[Dataset excerpts on object pointing]
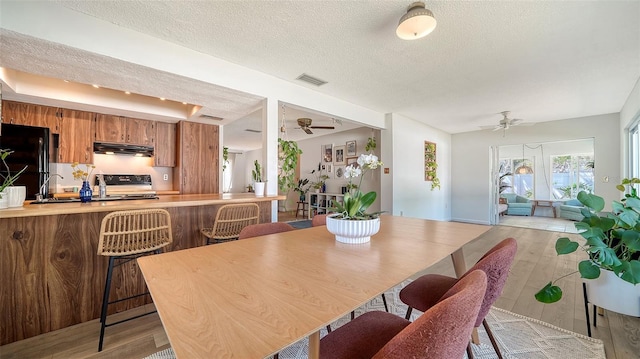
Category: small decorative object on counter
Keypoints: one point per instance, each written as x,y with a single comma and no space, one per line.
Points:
85,192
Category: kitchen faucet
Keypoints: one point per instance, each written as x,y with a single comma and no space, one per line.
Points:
40,195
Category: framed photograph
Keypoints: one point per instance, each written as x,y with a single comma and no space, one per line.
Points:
339,157
327,153
351,148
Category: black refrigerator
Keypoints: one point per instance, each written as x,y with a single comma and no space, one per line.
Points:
30,146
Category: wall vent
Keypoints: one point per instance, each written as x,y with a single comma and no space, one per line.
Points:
209,117
310,79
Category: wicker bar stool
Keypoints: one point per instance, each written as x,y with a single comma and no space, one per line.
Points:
125,236
229,221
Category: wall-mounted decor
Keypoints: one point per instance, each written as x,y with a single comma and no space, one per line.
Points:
352,161
327,153
431,164
351,148
338,155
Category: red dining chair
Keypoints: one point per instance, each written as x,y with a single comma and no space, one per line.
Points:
426,291
441,332
262,229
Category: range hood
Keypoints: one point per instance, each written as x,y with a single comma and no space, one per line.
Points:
122,149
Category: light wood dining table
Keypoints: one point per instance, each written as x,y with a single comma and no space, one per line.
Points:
253,297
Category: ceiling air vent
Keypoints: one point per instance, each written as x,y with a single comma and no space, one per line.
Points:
310,79
209,117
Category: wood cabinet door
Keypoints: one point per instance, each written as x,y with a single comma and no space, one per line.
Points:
76,137
197,170
140,132
165,146
110,129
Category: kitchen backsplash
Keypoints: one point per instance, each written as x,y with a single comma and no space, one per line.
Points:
112,165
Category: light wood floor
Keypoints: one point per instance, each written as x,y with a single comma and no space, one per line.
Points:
535,264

**TASK PROMPT**
Reproduce all of the entries above word for word, leaving out the pictures.

**SOLVED EXERCISE**
Category: small decorative object on counter
Keypoints: one point per instance, each written as x,y with a single comma and no space, one per line.
Points:
85,192
Category: kitchen faucet
Keypoints: one point per instance, each written as x,y with a single comma and no space, one per line.
Points:
40,195
Category: framed photograph
Keypoints: one point per instance, each written as x,y with a single comma and no space, one per line.
Points:
339,157
327,153
351,148
Category: black refrigerator
Keypoints: one point per instance, each written as x,y with a single comma and no space, one per line.
Points:
30,146
Category: wall vent
Keypoints: one point per instance, each written as x,y with a single comma and no space, one per line.
Points:
209,117
310,79
Category: wicker bar stool
Keypoints: one point per instance, each written as x,y with a single comma and no space, one per line.
Points:
125,236
229,221
Category: wall-mounted decor
Keypoints: one point per instance, each written as x,y with a single comma and no space, one per line.
Points:
352,161
327,153
431,164
351,148
338,155
Category: red dining chair
Keypoints: one point per instance, each written as x,y with a single comma and no space, one per line.
Points:
426,291
441,332
262,229
Category: range hood
Keypoints: one point per instance, each written as x,y with a single comma and no space, one per line.
Points:
122,149
Category: light wood dining table
Keypoints: one point per instance, each written as x,y with a single comma and no space, one per line.
Points:
253,297
Category: ceiling air vent
Keypoints: one point per instance, each written as x,y with a single comma and no space, one per line.
Points:
310,79
209,117
Category: wood cabinet door
Keypoints: one point per instance, each written as x,y with a single comma and no space, one per line.
Points:
76,137
197,170
140,132
165,146
110,129
Category: kitchen backsplash
Keypoints: one point per instance, each written as x,y with a single comma and no space, one per line.
Points:
112,165
Category: light wood floor
Keypoints: one point per instance, each written as x,y with a single comma and no space, one per line.
Points:
535,264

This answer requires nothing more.